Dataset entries

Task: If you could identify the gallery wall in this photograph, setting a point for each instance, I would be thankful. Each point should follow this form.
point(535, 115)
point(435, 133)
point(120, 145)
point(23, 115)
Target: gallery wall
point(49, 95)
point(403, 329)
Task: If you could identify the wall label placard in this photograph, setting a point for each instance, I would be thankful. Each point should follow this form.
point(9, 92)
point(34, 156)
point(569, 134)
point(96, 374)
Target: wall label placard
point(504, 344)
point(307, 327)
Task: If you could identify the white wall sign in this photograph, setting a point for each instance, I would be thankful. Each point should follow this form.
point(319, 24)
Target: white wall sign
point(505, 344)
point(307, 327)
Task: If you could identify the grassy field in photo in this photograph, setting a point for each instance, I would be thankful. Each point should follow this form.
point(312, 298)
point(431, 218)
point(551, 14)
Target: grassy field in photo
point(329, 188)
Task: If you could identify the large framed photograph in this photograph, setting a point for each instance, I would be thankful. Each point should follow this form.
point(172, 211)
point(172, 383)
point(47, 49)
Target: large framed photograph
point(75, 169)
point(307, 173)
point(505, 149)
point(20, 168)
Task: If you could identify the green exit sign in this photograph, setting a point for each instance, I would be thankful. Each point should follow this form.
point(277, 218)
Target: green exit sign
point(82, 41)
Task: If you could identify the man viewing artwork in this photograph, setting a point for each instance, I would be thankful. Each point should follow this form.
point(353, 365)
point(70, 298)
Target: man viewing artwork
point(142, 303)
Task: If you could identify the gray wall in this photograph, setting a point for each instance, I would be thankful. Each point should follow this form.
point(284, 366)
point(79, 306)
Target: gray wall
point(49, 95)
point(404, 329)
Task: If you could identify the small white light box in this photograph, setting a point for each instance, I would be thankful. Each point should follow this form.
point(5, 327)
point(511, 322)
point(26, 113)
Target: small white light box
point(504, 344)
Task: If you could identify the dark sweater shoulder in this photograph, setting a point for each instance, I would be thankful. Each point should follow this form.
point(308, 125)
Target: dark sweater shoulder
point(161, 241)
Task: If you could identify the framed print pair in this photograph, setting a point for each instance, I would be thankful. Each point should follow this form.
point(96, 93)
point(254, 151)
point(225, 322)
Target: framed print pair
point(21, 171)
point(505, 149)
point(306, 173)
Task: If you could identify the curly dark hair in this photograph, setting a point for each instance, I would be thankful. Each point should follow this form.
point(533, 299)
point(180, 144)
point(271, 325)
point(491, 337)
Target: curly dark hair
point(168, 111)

### What is needed
Reproduce the lines above, replacing "I would be thankful" with "I would be grateful" wherever it occurs and leaving everything else as it is.

### Output below
Task: If you could identify the gallery wall in this photograph, setting a point for each instance, I would be grateful. Each point should follow this form.
point(535, 115)
point(435, 133)
point(120, 145)
point(23, 115)
Target: gallery wall
point(49, 95)
point(403, 329)
Task: If you could identify the wall label placard in this photograph, setting a point for each instance, I would be grateful. Each point should follow this form.
point(9, 92)
point(34, 156)
point(569, 134)
point(96, 374)
Target: wall label placard
point(504, 344)
point(307, 327)
Task: If you could identify the white wall sign in this photograph, setting a point for each instance, I would be grateful. Each point should follow this form.
point(319, 24)
Target: white wall sign
point(505, 344)
point(307, 327)
Task: If you could identify the grassy field in photo in this photograph, setting a point for each instance, I would be grateful. Each point should follow this form.
point(312, 298)
point(431, 218)
point(551, 14)
Target: grassy field in photo
point(329, 188)
Task: If you could identify the large framed photograph in this photograph, setting a point for each instance, I would be grateful. Each point should follow this form.
point(172, 211)
point(172, 383)
point(47, 49)
Target: large framed photograph
point(75, 169)
point(307, 173)
point(505, 149)
point(20, 168)
Task: If you could identify the green exit sign in this photograph, setting a point for each instance, I would be grateful. Each point should follow this form.
point(277, 218)
Target: green exit sign
point(82, 41)
Task: If you could identify the man viewing artwork in this photograph, setting a point for each instance, I would be grateful. Each point should follow this form.
point(353, 365)
point(70, 298)
Target: man viewing artwork
point(142, 303)
Task: If you could identify the gray wall in this photograph, setting a point for each instance, I would be grateful. Each point should follow this form.
point(284, 366)
point(79, 306)
Target: gray wall
point(49, 95)
point(404, 329)
Task: If you could identify the small white light box in this photograph, setting a point for each instance, I would be grateful. Each point should follow this form.
point(5, 327)
point(511, 322)
point(26, 113)
Target: small white light box
point(504, 344)
Task: If you could identify the dark sweater shoulder in this photograph, setting a point for each instance, I would be grateful. Each point should follow this form.
point(308, 125)
Target: dark sweater shoulder
point(161, 241)
Task: If you could identify the framed print pair in this photograph, setting a point for each instance, I would be grateful. Each point should follow this form.
point(96, 93)
point(254, 151)
point(225, 322)
Target: framed print pair
point(21, 171)
point(505, 149)
point(306, 173)
Task: If you could identify the curly dark hair in this photograph, setting a point for each instance, I would be grateful. Each point should follow this form.
point(533, 299)
point(180, 144)
point(271, 325)
point(491, 337)
Target: curly dark hair
point(168, 111)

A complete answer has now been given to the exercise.